Collected data:
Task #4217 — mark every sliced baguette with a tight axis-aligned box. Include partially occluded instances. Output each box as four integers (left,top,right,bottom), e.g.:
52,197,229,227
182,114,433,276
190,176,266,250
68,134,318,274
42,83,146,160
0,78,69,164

**Task directions:** Update the lines above by replacing "sliced baguette" with "bread roll", leaving everything else unchanged.

**Exercise output:**
Task #4217 — mark every bread roll with a tight axis-aligned box. Include partially occluded instances. Output each box as four integers (left,top,right,bottom), e.g.:
52,197,229,227
182,114,433,276
190,176,266,250
68,134,318,274
42,83,146,160
0,78,69,164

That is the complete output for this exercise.